- Given problem
Reproduce every line of the material below without any changes, leaving out the pictures.
*** Data extract
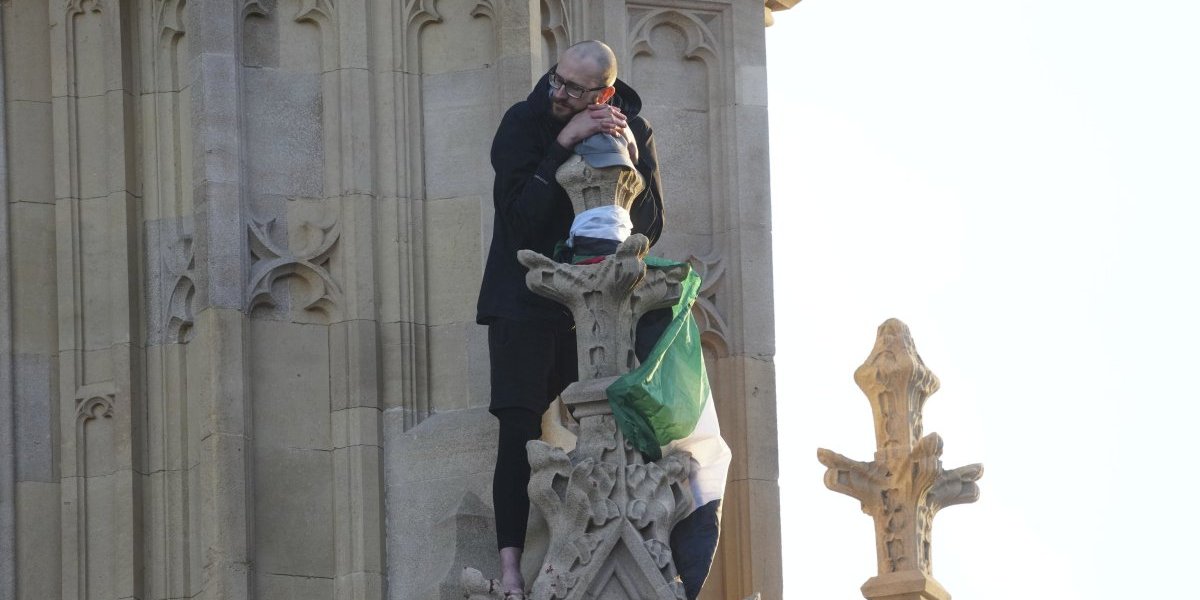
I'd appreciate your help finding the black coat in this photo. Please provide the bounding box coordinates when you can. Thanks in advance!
[475,76,662,324]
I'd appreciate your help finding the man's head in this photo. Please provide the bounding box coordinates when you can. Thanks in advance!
[550,40,617,121]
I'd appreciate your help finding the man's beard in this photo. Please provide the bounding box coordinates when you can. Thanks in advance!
[550,100,577,122]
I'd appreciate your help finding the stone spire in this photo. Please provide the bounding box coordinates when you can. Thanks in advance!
[817,319,983,600]
[462,156,692,600]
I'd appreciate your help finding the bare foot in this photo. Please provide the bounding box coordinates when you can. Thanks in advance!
[500,546,524,598]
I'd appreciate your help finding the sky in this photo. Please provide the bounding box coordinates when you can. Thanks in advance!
[767,0,1200,600]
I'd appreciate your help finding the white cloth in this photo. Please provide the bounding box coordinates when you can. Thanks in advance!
[566,204,634,248]
[662,394,733,510]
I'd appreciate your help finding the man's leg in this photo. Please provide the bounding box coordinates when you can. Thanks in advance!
[671,500,721,600]
[487,319,576,592]
[492,408,541,592]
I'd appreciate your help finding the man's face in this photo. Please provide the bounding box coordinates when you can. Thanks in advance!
[550,54,605,122]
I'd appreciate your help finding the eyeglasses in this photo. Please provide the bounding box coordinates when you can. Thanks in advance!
[550,65,607,100]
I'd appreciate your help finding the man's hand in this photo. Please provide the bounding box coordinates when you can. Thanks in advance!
[558,104,625,150]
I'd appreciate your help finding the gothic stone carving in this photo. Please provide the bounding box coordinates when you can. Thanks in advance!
[817,319,983,599]
[462,157,692,600]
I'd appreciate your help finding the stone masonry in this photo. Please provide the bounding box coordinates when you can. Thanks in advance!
******
- Worked solution
I'd appreciate your help finding the black coat in this photo. Please provide the bounding box coordinates when you can. Thanks in advance!
[475,76,662,324]
I'd appreciate your help finding the man's head in this photo. Please provide the bounding box coordinates when you can. Thanks in advance!
[550,40,617,121]
I'd appreciate your help finding the man's beard in this photo. Please provide the bounding box coordinates when you can. Thanks in advance!
[550,100,577,122]
I'd appreciate your help finding the stone spire in this photo. Please provide the bounding box coordinates when you can. Thanks in advance!
[817,319,983,600]
[462,156,692,600]
I'd appreciate your help finding the bare foot in this photo. Please provide the bounding box coordinates when you can. Thanks in advance!
[500,546,524,598]
I'd appreciate your help finding the sky in this photo. Please provide the bounding box coordinates when you can. Thanks in advance!
[767,0,1200,600]
I'd appreciate your help finding the white cloth in this photo. Please provide the bounding box coordinates when you can. Thanks in advance!
[566,204,634,248]
[662,394,733,510]
I'd appreciate your help finding the man's leg in this photo. Please provide the bounding box coordinates when you can. Thanks in advance!
[671,500,721,600]
[487,319,576,592]
[492,408,541,592]
I'd appreciate your help finding the man's face in this photo. Please provide the bounding box coordinates when you can. Thanks in advance!
[550,54,605,122]
I'd appreciate your help finding the eyeglasses in this photo. Please provide the bounding box coordinates when you can. Thanks in advance!
[550,65,607,100]
I'd appreciate your help finding the man's hand in this photo. Please provide the bounding box coordinates when you can. Thanks in advance!
[558,104,625,150]
I'd appreciate your help finding the gothic stone carving in this photo. Please provide the bounding box coordinates when you can. Thanks in advance!
[817,319,983,599]
[462,157,692,600]
I'd appreciate your help finding the stone masonry in this photo. Please provide the bounding box coordinates when you can. Thanks in advance!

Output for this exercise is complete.